→ **EXERCISE**
What is needed is an exact copy of the records below, without the pictures.

→ **RECORDS**

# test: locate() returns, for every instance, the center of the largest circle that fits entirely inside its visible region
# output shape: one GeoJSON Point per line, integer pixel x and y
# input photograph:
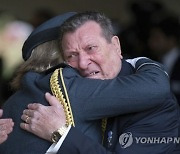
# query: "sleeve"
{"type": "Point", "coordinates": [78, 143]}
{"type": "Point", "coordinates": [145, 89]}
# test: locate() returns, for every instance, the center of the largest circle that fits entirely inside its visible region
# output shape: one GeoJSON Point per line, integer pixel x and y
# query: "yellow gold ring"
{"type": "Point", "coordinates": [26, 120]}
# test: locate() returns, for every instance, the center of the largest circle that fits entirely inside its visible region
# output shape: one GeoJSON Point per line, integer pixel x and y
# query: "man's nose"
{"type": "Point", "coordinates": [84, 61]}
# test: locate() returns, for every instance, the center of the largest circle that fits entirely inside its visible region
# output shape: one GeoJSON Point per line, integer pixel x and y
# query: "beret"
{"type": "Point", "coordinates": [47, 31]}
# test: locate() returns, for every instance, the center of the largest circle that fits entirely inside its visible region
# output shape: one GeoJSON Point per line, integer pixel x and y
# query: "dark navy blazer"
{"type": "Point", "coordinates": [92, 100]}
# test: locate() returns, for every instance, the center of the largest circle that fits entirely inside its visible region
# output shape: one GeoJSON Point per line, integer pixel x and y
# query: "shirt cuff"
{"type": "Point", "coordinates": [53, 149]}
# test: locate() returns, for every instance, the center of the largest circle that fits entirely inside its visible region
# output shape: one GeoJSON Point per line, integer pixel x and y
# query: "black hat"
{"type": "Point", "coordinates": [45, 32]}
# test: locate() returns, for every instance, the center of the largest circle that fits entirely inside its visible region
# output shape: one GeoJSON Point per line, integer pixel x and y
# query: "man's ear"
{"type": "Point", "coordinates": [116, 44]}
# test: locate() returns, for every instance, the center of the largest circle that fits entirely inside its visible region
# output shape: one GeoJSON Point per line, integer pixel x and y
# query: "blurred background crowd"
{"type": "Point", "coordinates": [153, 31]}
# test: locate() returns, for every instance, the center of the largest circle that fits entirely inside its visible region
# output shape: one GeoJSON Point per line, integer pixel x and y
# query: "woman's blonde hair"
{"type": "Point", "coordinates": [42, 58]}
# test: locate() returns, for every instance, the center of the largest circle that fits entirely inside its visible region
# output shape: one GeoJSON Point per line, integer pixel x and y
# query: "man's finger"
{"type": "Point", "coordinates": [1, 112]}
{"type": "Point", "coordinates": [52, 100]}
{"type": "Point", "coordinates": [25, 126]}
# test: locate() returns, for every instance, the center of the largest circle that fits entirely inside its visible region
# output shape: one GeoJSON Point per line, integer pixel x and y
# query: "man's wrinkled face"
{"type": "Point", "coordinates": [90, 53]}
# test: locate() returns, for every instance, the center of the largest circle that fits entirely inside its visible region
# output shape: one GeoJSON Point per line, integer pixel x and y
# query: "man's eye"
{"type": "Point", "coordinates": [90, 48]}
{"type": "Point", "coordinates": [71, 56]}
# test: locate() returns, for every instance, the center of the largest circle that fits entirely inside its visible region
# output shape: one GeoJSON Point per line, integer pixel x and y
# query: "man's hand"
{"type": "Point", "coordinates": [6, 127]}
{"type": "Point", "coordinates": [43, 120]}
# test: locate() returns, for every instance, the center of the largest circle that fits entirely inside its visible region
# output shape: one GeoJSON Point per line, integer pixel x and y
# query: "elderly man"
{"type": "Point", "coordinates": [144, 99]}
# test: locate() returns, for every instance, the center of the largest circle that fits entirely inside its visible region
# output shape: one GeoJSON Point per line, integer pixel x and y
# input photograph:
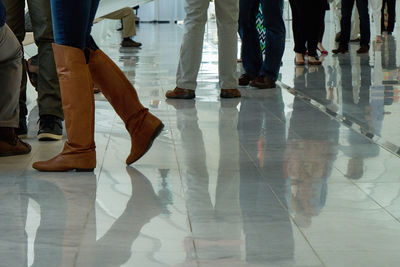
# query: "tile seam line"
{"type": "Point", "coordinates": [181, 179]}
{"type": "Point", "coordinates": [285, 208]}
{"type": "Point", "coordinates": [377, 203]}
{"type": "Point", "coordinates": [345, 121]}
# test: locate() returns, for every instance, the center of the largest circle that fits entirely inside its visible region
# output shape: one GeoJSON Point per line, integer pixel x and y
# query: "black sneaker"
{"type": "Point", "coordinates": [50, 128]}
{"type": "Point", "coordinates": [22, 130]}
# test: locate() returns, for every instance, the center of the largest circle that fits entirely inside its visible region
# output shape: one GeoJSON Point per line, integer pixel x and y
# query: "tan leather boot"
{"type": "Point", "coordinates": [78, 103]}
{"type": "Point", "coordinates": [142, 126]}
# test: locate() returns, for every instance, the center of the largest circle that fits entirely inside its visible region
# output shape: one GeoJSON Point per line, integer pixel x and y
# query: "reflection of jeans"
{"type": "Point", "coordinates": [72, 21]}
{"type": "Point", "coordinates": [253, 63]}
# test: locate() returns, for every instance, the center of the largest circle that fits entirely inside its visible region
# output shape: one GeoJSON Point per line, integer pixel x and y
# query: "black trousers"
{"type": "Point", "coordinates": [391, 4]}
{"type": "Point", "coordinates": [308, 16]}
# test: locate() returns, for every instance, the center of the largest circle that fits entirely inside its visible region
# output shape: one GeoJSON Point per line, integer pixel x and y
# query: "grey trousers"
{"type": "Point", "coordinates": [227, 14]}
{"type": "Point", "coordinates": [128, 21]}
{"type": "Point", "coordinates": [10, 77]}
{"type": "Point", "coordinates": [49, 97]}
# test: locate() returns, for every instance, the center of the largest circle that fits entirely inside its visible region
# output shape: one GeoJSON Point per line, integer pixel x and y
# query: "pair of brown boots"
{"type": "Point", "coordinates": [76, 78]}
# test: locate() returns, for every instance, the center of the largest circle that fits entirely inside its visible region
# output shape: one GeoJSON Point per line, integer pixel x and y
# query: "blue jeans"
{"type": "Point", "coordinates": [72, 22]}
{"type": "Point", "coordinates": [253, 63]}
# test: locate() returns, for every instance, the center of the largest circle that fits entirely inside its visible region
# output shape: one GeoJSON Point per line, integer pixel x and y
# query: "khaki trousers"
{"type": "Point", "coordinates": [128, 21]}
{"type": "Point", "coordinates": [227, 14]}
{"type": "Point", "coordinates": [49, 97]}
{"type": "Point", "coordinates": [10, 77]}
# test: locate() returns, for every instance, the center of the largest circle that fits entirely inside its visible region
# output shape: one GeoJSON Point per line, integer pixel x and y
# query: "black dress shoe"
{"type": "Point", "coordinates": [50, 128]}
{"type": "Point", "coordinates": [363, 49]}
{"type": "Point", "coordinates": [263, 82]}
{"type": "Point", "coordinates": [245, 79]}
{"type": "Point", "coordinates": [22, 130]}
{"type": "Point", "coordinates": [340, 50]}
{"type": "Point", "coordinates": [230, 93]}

→ **RESPONSE TO THIS EXERCISE**
# test: locate() returns, for every instance, the center of the largest circle that fits entirely inside its visible region
# output shape: one GeoJSON Point per line, integer pixel x and y
# input photograph:
# query: "sleeve"
{"type": "Point", "coordinates": [78, 143]}
{"type": "Point", "coordinates": [145, 89]}
# test: locate() returns, for every instance, the center of the largest circle that fits entirely inside its visible region
# output shape: one GeoJSON Point per line, integer pixel x and y
# query: "yellow gold ring"
{"type": "Point", "coordinates": [26, 120]}
# test: locate() returns, for every instance, the center of the largest circle that fits entirely inside its visible region
# output shape: one GeoJSON Point per line, integer pixel x and y
# query: "man's nose"
{"type": "Point", "coordinates": [84, 61]}
# test: locate() returns, for every instance, the center of the largest circle that fits entirely inside its visible region
# output shape: one GeoJSON Point per line, integer pixel x and y
# query: "beret"
{"type": "Point", "coordinates": [47, 31]}
# test: locate() returns, for every instance, the center of the largest circle that fits entirely inside its visible region
# output shape: one GeoJSON Point per line, integer pixel x and y
# query: "dark navy blazer"
{"type": "Point", "coordinates": [92, 100]}
# test: locate() returns, for every instance, the center of the largest circle that fits entirely inside its visible region
# output shape: one GeoJSON Point per line, integer pixel x and y
# query: "shirt cuff"
{"type": "Point", "coordinates": [53, 149]}
# test: locate() returns, for every instance, the center of the largest circle that fits entirely inside its visible region
# output shape: one GeoJSON Point per line, integer pixel x and y
# query: "black hat"
{"type": "Point", "coordinates": [45, 32]}
# test: locate() returns, for every instance, the center of the largest circle that fits entirely inside its visible region
# output shape: one GeoJSON Point per line, integer pixel x and y
# query: "man's ear"
{"type": "Point", "coordinates": [116, 44]}
# test: locate() returns, for every instance, the center of the largest circle that fits entirely inside its visible region
# output shape: one GeoJSON Point per line, integer pixel x and y
# query: "blurred background crowd"
{"type": "Point", "coordinates": [153, 31]}
# test: locate() returns, for every instance, the center of the largest circle that fits entirely inside its visible region
# output shape: one GeoJSON Point per line, integer pixel x and y
# query: "woman's blonde hair"
{"type": "Point", "coordinates": [42, 58]}
# test: locate() returns, for every instance, the center of the largest circle that fits entirely inside its visible region
# output shape: one GeoJSON Point per line, integer pixel x and y
# query: "man's finger"
{"type": "Point", "coordinates": [1, 112]}
{"type": "Point", "coordinates": [52, 100]}
{"type": "Point", "coordinates": [25, 126]}
# test: locate() returns, for every instance, the center of the largest circle that fits entirely inside its visible region
# output shape: one GeoJSON Point per line, integer pixel x and y
# query: "man's wrinkled face"
{"type": "Point", "coordinates": [90, 53]}
# test: locate() returns, for every instance, the center of the largest circle that fits entirely inside its visible region
# output shape: one GeoJSON Point per line, integer pixel x and y
# query: "man's eye"
{"type": "Point", "coordinates": [90, 48]}
{"type": "Point", "coordinates": [71, 56]}
# test: locate() returns, for every instance, the center of the largest circle that fits entirely inside its visible region
# output shape: one GeoJSON Point per line, integer pixel x and y
# query: "man's hand"
{"type": "Point", "coordinates": [6, 127]}
{"type": "Point", "coordinates": [43, 120]}
# test: locate() returns, for every instance, the center of the largest circle that fits entirely inside its visible region
# output shape: one GeoJSON Point per line, integer pixel x and y
# query: "elderly man"
{"type": "Point", "coordinates": [144, 99]}
# test: locate() returns, for every instance, the center of the largest circle that fits entirely inside its visible region
# output shape: one GeoJSON Point per line, integer pixel x and y
# input photograph:
# query: "tile seam line"
{"type": "Point", "coordinates": [181, 179]}
{"type": "Point", "coordinates": [285, 208]}
{"type": "Point", "coordinates": [377, 203]}
{"type": "Point", "coordinates": [345, 121]}
# test: locate() returns, for every instance, the center of the largest circle that fits entirely inside its visible region
# output shape: one GeoJSON Point per line, integer pixel x and y
# query: "black sneaker"
{"type": "Point", "coordinates": [50, 128]}
{"type": "Point", "coordinates": [22, 130]}
# test: locate() returns, for every instance, the center of the largest circle that fits entirely inside its visible region
# output shape: one GeoJSON Point per line, integer pixel x and y
# query: "tan leather boot"
{"type": "Point", "coordinates": [78, 103]}
{"type": "Point", "coordinates": [142, 126]}
# test: locate() returns, for every instance, the center of the largest circle that fits entirely inside its visible region
# output shape: one GeoJSON Point per line, integer pixel x and y
# query: "reflection of jeans"
{"type": "Point", "coordinates": [72, 21]}
{"type": "Point", "coordinates": [253, 63]}
# test: locate() returns, for every instance, the center of the largest circle that fits entirely inside its visible region
# output shape: one GeoJSON Point per line, integer pixel x and y
# query: "black trousers"
{"type": "Point", "coordinates": [391, 4]}
{"type": "Point", "coordinates": [308, 16]}
# test: locate() returns, for every instance, the center of the largest circle that fits entirely inside its visible region
# output shape: one GeoJSON Point per line, integer pixel x and y
# query: "grey trousers"
{"type": "Point", "coordinates": [227, 14]}
{"type": "Point", "coordinates": [128, 21]}
{"type": "Point", "coordinates": [10, 77]}
{"type": "Point", "coordinates": [49, 97]}
# test: locate() returns, for every instance, the center of the largest circle that fits entirely inside its visible region
# output shape: one GeoJSON Point per line, integer pixel x and y
# query: "pair of brown boots"
{"type": "Point", "coordinates": [76, 78]}
# test: locate() returns, for every instance, the center of the largest circle that fits entirely inside its visible region
# output shape: one GeoJSON Point per line, integer pixel x and y
# query: "blue jeans"
{"type": "Point", "coordinates": [72, 22]}
{"type": "Point", "coordinates": [253, 63]}
# test: locate() returns, for every instance, the center of the largest circle that fits entirely inside its visible region
# output shape: one GeoJSON Point per line, integer pixel x and y
# query: "khaki trousers"
{"type": "Point", "coordinates": [128, 21]}
{"type": "Point", "coordinates": [227, 14]}
{"type": "Point", "coordinates": [49, 97]}
{"type": "Point", "coordinates": [10, 77]}
# test: locate() returns, for every instance, the center of the largest circle that fits entirely inside its visible region
# output shape: one GeoJSON Point per line, integer pixel x and y
# query: "black dress shoe"
{"type": "Point", "coordinates": [50, 128]}
{"type": "Point", "coordinates": [363, 49]}
{"type": "Point", "coordinates": [263, 82]}
{"type": "Point", "coordinates": [245, 79]}
{"type": "Point", "coordinates": [22, 130]}
{"type": "Point", "coordinates": [340, 50]}
{"type": "Point", "coordinates": [230, 93]}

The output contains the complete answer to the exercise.